» **Exercise objective**: State how many lines in the records below include the word "appear". Give nothing but that number.

[[ Information supplied, beginning ]]

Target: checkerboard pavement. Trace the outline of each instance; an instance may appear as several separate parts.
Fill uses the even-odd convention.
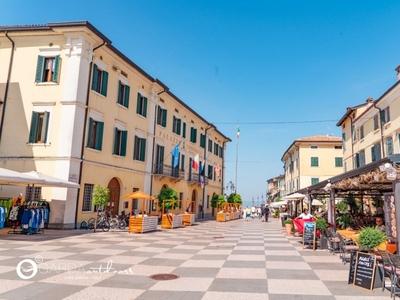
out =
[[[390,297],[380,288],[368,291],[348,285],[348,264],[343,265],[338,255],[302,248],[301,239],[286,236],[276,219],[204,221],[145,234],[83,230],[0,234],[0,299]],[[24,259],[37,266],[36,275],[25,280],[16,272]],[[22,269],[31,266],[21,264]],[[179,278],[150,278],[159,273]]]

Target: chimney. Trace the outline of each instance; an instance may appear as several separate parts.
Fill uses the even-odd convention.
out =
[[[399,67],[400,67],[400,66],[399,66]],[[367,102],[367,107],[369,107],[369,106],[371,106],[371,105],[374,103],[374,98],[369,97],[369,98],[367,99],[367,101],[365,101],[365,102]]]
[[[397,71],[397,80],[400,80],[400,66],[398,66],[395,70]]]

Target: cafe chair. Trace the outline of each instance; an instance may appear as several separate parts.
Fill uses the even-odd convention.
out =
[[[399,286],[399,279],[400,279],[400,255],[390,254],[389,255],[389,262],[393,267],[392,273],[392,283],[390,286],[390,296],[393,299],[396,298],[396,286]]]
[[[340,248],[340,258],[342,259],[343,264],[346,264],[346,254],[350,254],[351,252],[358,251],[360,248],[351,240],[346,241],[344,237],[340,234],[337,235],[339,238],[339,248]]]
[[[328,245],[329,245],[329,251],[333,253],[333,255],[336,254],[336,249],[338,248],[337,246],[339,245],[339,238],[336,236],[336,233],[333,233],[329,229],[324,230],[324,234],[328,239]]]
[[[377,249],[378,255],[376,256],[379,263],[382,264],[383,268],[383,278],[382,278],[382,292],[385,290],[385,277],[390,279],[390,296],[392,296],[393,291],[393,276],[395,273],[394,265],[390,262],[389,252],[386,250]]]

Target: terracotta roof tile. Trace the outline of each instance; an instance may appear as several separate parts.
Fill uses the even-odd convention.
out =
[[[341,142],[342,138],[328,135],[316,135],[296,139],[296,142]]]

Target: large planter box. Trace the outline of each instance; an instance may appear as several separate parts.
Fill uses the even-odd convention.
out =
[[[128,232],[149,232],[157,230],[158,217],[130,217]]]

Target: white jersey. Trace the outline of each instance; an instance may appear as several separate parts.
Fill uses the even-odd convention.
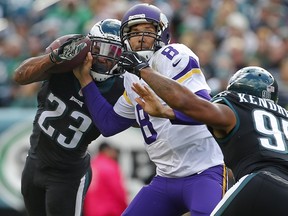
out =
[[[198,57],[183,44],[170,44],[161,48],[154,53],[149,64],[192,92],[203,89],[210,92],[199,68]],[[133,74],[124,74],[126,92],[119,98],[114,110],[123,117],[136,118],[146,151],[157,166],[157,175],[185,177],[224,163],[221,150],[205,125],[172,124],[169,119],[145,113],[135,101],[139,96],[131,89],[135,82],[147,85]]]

[[ Information supplied, end ]]
[[ Information supplied, beginning ]]

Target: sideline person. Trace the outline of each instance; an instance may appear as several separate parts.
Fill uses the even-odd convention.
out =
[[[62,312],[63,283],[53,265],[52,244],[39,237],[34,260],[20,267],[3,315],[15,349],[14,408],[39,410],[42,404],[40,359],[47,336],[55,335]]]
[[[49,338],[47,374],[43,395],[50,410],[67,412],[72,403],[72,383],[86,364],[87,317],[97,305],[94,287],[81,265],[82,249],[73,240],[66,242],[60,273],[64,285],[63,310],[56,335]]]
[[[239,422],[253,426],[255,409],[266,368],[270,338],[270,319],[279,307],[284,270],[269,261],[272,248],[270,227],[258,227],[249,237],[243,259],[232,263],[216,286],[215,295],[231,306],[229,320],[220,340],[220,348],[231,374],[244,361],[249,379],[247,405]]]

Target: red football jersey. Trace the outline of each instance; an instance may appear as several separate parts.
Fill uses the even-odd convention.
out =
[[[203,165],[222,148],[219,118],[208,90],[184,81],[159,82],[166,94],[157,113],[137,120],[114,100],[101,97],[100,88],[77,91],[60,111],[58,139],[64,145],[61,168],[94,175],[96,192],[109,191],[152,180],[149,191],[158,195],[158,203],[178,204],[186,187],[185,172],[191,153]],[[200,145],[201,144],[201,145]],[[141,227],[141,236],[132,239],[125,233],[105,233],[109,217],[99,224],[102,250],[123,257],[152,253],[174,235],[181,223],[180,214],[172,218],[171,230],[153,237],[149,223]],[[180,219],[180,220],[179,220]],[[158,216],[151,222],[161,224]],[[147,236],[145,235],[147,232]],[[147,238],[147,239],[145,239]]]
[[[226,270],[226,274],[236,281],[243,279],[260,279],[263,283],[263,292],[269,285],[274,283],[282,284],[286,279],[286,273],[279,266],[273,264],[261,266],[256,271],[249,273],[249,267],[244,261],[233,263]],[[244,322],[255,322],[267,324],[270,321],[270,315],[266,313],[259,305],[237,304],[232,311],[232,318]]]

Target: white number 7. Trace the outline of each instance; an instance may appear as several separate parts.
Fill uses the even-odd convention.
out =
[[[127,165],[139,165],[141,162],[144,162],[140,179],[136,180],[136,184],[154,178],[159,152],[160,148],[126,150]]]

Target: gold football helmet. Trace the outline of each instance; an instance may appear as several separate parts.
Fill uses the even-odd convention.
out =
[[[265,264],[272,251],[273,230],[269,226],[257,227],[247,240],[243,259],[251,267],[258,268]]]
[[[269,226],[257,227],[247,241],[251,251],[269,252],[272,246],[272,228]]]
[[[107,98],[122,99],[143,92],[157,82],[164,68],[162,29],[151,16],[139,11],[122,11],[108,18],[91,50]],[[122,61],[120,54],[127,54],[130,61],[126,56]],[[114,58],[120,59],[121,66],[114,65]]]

[[ Information supplied, end ]]

» **Answer to this problem**: 10